### [Work to be completed]
Rewrite the data below with "written this way" changed to "in this format" at every occurrence, leaving all else unchanged.
• • • • • • •
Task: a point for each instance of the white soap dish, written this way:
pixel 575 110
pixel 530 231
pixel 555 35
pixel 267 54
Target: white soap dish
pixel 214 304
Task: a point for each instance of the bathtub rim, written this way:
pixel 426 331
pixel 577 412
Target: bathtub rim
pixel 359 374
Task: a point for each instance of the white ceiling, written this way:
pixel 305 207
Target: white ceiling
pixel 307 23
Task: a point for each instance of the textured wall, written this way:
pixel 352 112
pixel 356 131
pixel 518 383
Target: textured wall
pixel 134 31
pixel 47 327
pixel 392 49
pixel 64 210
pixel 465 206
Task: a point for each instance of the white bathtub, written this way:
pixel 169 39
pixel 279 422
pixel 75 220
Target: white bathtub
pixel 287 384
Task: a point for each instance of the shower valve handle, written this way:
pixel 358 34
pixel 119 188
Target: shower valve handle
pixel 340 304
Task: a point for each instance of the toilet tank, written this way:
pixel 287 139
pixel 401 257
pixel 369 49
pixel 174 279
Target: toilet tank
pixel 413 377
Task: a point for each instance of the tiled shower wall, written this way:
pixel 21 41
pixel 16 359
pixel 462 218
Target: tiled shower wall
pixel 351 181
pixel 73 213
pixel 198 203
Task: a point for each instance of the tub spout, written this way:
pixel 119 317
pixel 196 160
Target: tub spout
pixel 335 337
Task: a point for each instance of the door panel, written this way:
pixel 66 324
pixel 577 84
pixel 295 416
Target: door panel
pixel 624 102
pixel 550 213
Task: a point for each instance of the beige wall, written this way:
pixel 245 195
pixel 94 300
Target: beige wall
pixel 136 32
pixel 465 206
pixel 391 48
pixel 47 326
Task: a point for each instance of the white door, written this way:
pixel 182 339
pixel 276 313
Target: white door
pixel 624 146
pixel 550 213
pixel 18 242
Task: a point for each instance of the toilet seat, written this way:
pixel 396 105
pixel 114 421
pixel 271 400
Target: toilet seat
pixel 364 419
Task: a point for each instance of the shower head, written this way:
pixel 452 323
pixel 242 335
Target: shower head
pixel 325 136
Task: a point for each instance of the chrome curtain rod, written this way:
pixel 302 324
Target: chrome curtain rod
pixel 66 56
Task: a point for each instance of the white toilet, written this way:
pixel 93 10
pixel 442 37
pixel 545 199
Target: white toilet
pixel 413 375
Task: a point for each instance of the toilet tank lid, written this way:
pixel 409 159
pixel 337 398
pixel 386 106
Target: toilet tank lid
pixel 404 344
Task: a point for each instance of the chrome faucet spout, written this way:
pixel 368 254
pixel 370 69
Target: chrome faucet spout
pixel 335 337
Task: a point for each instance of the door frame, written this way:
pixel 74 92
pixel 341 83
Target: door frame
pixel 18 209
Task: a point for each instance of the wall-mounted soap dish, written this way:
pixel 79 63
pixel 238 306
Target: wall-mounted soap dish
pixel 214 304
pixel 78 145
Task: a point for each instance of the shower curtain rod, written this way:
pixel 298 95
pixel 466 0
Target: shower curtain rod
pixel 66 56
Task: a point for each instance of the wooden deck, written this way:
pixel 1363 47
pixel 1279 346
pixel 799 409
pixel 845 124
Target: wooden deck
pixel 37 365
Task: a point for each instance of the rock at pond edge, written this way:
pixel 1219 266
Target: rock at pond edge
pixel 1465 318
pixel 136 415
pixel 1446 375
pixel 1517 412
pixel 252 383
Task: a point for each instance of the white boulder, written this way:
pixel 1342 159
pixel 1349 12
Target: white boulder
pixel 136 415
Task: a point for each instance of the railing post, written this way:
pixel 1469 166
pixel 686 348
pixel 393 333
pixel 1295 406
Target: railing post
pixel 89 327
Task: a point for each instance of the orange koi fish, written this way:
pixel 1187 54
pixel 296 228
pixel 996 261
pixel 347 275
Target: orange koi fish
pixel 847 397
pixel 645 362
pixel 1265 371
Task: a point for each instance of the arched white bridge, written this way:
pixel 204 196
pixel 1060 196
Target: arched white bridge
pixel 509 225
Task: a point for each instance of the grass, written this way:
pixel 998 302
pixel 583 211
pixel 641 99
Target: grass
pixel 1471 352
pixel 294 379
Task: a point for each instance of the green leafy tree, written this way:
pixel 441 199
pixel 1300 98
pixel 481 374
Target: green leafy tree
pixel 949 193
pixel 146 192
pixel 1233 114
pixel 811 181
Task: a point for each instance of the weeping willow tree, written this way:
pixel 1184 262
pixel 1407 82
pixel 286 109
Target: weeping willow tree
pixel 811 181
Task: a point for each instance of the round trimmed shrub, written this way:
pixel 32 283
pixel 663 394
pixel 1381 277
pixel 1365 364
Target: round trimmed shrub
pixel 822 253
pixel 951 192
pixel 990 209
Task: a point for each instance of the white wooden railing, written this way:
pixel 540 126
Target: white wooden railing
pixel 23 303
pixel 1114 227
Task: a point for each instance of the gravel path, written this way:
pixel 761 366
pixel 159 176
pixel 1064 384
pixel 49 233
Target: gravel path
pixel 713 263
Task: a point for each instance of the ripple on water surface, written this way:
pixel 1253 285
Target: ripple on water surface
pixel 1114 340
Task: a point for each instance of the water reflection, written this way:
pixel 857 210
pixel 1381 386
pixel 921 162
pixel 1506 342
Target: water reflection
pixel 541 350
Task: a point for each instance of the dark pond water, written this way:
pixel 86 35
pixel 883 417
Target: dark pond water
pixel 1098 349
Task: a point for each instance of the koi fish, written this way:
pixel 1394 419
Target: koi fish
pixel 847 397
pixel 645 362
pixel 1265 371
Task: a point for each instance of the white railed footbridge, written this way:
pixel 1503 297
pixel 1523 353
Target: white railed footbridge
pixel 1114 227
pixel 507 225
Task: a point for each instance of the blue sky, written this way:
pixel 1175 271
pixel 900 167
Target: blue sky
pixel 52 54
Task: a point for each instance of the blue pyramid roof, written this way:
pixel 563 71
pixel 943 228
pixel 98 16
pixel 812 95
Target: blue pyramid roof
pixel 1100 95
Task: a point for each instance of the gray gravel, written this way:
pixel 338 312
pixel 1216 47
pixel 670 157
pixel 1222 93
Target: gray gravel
• • • • • • •
### [Written solution]
Task: a point for each instance of the white soap dish, in this format:
pixel 575 110
pixel 530 231
pixel 555 35
pixel 267 54
Target: white soap dish
pixel 214 304
Task: a point for each instance of the bathtub rim, in this format:
pixel 426 331
pixel 577 412
Target: bathtub rim
pixel 359 374
Task: a point for each instance of the white ceiling, in this format:
pixel 305 207
Target: white ceiling
pixel 307 23
Task: a point for each instance of the textured wall, in this format:
pixel 352 112
pixel 356 131
pixel 518 383
Target: textured wall
pixel 134 31
pixel 47 327
pixel 392 49
pixel 64 210
pixel 465 206
Task: a point for each instance of the white bathtub, in this format:
pixel 169 39
pixel 279 422
pixel 75 220
Target: white bathtub
pixel 287 384
Task: a point for each instance of the shower valve handle, in this format:
pixel 358 34
pixel 119 188
Target: shower valve handle
pixel 340 304
Task: a point for each instance of the toilet tank, in this format:
pixel 287 139
pixel 401 257
pixel 369 49
pixel 174 279
Target: toilet tank
pixel 413 377
Task: a point for each instance of the tiled shower wall, in this format:
pixel 21 41
pixel 16 359
pixel 462 218
Target: tiled shower wall
pixel 351 181
pixel 73 213
pixel 198 203
Task: a point for each instance of the tub spout, in this format:
pixel 119 317
pixel 196 160
Target: tub spout
pixel 335 337
Task: a point for each instance of the door panel, in this format:
pixel 66 324
pixel 577 84
pixel 295 416
Target: door panel
pixel 624 102
pixel 550 213
Task: a point for each instance of the beige wall, in this format:
pixel 245 195
pixel 94 300
Target: beige wall
pixel 136 32
pixel 465 206
pixel 391 48
pixel 47 326
Task: a point for each instance of the white door, in this format:
pixel 182 339
pixel 276 313
Target: white door
pixel 624 146
pixel 550 213
pixel 18 242
Task: a point for each instance of the toilet seat, in this format:
pixel 396 105
pixel 114 421
pixel 271 400
Target: toilet seat
pixel 364 419
Task: a point for each instance of the shower head, in this format:
pixel 452 323
pixel 242 335
Target: shower head
pixel 325 136
Task: a point for each instance of the chrome curtain rod, in this format:
pixel 302 324
Target: chrome curtain rod
pixel 66 56
Task: a point for each instance of the white toilet, in this format:
pixel 93 10
pixel 442 37
pixel 545 199
Target: white toilet
pixel 413 375
Task: a point for each instance of the toilet tank lid, in this format:
pixel 409 159
pixel 337 398
pixel 386 106
Target: toilet tank lid
pixel 404 344
Task: a point for each instance of the chrome faucet spout, in this format:
pixel 368 254
pixel 370 69
Target: chrome faucet spout
pixel 335 337
Task: a point for each instance of the door frame, in this format:
pixel 74 92
pixel 341 83
Target: door frame
pixel 18 209
Task: a point for each instance of the wall-mounted soap dish, in this format:
pixel 79 63
pixel 238 306
Target: wall-mounted soap dish
pixel 214 304
pixel 78 145
Task: a point for each instance of the shower curtain rod, in this format:
pixel 298 95
pixel 466 0
Target: shower curtain rod
pixel 66 56
Task: a point for each instance of the wooden deck, in this format:
pixel 1363 47
pixel 1279 346
pixel 799 409
pixel 845 124
Target: wooden deck
pixel 37 365
Task: a point for each instance of the rock at pond edge, in this format:
pixel 1219 266
Target: rock at pond edge
pixel 1465 318
pixel 136 415
pixel 1446 375
pixel 1517 412
pixel 252 383
Task: a point for each instance of the white boulder, in this format:
pixel 1342 159
pixel 1349 12
Target: white boulder
pixel 136 415
Task: a point for each instance of the railing post, in this format:
pixel 1469 166
pixel 686 348
pixel 393 333
pixel 1295 406
Target: railing post
pixel 89 327
Task: a point for each instance of the orange koi fish, in this format:
pixel 1187 54
pixel 296 228
pixel 996 261
pixel 347 275
Target: orange koi fish
pixel 847 397
pixel 645 362
pixel 1265 371
Task: a point for each instance of the arched white bridge, in this format:
pixel 204 196
pixel 1060 196
Target: arched white bridge
pixel 509 225
Task: a point for each instance of the grass, in this format:
pixel 998 302
pixel 583 211
pixel 641 99
Target: grass
pixel 1471 352
pixel 294 379
Task: a point for each instance of the green leafy tree, in this format:
pixel 441 199
pixel 1300 98
pixel 481 374
Target: green leafy tree
pixel 949 193
pixel 146 192
pixel 1233 114
pixel 811 181
Task: a point for each instance of the weeping willow tree, in this format:
pixel 1184 262
pixel 1407 82
pixel 286 109
Target: weeping willow tree
pixel 811 181
Task: a point for each instance of the round trimmed shrub, in this format:
pixel 32 283
pixel 663 394
pixel 1381 277
pixel 1365 364
Target: round trimmed shrub
pixel 822 253
pixel 951 192
pixel 990 209
Task: a point for each instance of the white wooden railing, in this format:
pixel 540 126
Target: white wooden railing
pixel 23 303
pixel 1114 227
Task: a point for each instance of the gravel path, in this format:
pixel 761 366
pixel 159 176
pixel 1064 384
pixel 49 233
Target: gravel path
pixel 713 263
Task: a point for each instance of the ripple on water surface, in this format:
pixel 1253 285
Target: ripple on water surface
pixel 1114 340
Task: a point for each instance of the water reflection, in this format:
pixel 857 210
pixel 1381 386
pixel 921 162
pixel 1506 342
Target: water reflection
pixel 541 350
Task: a point for each instance of the dark pond water, in this format:
pixel 86 35
pixel 883 417
Target: dark pond water
pixel 1098 349
Task: a point for each instance of the koi fish, in this format:
pixel 1394 419
Target: koi fish
pixel 847 397
pixel 645 362
pixel 1265 371
Task: a point for each instance of the white railed footbridge, in this format:
pixel 1503 297
pixel 1523 353
Target: white railed footbridge
pixel 1114 227
pixel 507 225
Task: a point for each instance of the blue sky, in this format:
pixel 1175 271
pixel 900 167
Target: blue sky
pixel 52 54
Task: a point for each instance of the blue pyramid roof, in this format:
pixel 563 71
pixel 943 228
pixel 98 16
pixel 812 95
Target: blue pyramid roof
pixel 1100 95
Task: a point for each instance of the gray gravel, in this format:
pixel 338 312
pixel 1216 47
pixel 670 157
pixel 1222 93
Target: gray gravel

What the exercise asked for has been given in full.